* _Exercise_
Could you retype the records word for word but without any pictures?
━━━━
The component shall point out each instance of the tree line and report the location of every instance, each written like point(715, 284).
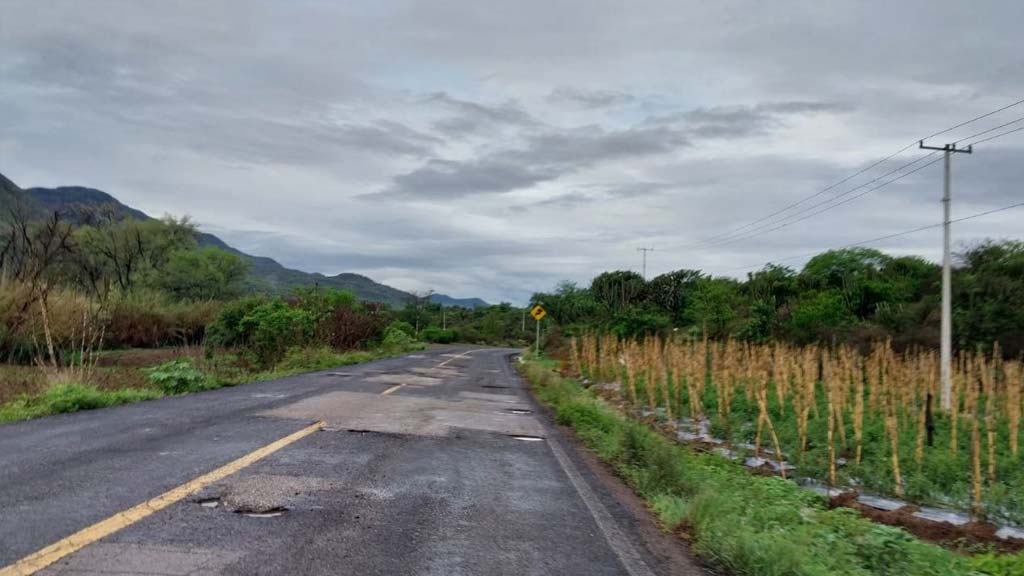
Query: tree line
point(854, 296)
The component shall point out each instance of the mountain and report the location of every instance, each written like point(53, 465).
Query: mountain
point(265, 275)
point(449, 301)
━━━━
* _Final answer_
The component shall point out each instance of the tree line and report the location of every instance, each written like point(715, 284).
Query: tree line
point(854, 296)
The component shall point out each instance of the mountain and report the location of every instance, each written like point(53, 465).
Query: mountain
point(265, 275)
point(449, 301)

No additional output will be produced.